*What is asked*:
From the listing below, pull out every line that contains the string "wall" and copy each one. The match is case-sensitive.

☆ ☆ ☆ ☆

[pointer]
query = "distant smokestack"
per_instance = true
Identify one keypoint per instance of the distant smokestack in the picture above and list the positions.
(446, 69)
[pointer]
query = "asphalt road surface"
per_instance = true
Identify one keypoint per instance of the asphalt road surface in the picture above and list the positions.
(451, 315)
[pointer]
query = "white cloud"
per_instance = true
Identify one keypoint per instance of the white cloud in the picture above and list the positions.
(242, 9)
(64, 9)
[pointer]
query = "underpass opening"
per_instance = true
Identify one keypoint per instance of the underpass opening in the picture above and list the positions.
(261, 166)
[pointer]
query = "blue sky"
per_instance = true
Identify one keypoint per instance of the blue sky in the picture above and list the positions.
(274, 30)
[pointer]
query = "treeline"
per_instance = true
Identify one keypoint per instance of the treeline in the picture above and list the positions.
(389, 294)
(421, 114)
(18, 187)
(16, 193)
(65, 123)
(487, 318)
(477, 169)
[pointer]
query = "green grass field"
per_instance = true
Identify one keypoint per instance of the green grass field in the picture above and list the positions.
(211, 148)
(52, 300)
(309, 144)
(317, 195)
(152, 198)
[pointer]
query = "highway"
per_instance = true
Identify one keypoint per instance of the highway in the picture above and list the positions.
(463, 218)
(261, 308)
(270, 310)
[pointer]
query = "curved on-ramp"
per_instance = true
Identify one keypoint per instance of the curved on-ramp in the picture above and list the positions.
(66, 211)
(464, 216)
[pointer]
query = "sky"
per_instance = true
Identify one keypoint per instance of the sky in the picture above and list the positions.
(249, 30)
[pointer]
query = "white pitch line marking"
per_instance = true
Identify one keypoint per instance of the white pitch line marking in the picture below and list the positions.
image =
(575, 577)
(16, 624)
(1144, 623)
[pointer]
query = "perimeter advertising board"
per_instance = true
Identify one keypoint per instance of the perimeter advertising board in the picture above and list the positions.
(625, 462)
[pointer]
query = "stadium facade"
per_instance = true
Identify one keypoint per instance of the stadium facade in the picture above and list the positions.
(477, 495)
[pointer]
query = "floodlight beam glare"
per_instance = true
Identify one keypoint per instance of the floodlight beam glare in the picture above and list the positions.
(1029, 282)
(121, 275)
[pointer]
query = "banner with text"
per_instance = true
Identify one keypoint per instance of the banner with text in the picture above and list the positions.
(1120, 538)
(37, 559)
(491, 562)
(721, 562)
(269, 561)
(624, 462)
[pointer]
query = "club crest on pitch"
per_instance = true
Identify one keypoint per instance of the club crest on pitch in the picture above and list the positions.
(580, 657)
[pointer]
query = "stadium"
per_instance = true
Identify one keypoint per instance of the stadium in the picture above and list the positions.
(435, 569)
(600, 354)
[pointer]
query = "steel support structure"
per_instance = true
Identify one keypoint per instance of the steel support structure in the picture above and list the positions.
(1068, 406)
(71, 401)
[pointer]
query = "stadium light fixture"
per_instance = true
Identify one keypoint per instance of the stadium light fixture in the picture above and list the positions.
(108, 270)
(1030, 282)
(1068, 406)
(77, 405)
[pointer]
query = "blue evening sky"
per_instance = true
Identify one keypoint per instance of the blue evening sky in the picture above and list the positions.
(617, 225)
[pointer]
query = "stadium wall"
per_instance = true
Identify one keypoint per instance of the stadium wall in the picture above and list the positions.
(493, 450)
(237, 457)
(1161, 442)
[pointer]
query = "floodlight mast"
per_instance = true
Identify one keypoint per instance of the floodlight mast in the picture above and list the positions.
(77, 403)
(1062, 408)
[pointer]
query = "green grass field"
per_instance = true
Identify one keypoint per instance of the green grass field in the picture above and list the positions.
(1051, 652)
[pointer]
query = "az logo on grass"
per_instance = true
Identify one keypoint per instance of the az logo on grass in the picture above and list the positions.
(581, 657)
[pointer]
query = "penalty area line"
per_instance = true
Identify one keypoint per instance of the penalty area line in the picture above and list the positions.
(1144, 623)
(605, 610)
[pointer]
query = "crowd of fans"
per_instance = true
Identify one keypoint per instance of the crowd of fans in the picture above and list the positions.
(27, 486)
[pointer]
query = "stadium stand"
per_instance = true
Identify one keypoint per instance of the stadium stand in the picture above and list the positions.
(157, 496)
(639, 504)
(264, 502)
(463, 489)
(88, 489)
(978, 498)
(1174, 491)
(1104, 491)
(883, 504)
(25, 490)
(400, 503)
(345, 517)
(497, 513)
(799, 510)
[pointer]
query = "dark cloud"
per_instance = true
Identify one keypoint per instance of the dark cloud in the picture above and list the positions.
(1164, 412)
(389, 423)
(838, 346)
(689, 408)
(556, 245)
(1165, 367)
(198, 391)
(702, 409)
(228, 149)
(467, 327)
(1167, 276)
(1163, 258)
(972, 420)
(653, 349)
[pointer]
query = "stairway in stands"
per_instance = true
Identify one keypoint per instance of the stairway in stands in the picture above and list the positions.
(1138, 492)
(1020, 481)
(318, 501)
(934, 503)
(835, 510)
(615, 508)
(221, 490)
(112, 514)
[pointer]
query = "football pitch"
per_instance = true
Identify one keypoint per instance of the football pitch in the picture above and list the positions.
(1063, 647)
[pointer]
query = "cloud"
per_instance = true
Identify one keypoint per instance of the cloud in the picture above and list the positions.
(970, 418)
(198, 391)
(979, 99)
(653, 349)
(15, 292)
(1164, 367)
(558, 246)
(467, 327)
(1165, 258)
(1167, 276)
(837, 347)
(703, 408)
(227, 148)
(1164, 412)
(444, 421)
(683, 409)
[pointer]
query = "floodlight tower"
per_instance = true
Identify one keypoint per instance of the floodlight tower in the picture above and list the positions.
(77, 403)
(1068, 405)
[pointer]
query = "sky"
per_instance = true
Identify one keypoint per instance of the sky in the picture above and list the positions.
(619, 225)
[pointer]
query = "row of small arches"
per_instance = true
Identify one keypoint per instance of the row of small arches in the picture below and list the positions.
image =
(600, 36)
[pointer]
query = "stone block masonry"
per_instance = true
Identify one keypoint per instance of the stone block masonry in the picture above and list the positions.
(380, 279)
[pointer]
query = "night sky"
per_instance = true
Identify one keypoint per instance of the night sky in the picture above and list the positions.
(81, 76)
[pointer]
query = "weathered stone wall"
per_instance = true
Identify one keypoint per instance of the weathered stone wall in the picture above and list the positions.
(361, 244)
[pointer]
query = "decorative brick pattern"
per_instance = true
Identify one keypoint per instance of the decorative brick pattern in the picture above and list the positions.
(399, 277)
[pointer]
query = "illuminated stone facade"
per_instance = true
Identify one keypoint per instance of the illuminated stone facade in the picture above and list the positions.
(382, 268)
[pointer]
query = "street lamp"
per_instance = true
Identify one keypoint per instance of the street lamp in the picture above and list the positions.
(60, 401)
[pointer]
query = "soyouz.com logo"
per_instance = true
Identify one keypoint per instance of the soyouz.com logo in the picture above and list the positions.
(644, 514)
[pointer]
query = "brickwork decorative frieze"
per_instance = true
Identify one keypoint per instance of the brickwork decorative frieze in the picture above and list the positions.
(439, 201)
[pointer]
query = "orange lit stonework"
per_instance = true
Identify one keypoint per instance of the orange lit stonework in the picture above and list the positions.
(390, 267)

☆ ☆ ☆ ☆

*Written response*:
query = "stadium wall"
Identify one keypoint per instance of the stadium wall in the picture above and list the positions.
query = "weathered stone wall"
Identify one keypoint per instance of the weathered stone wall in the picture above and list the positions.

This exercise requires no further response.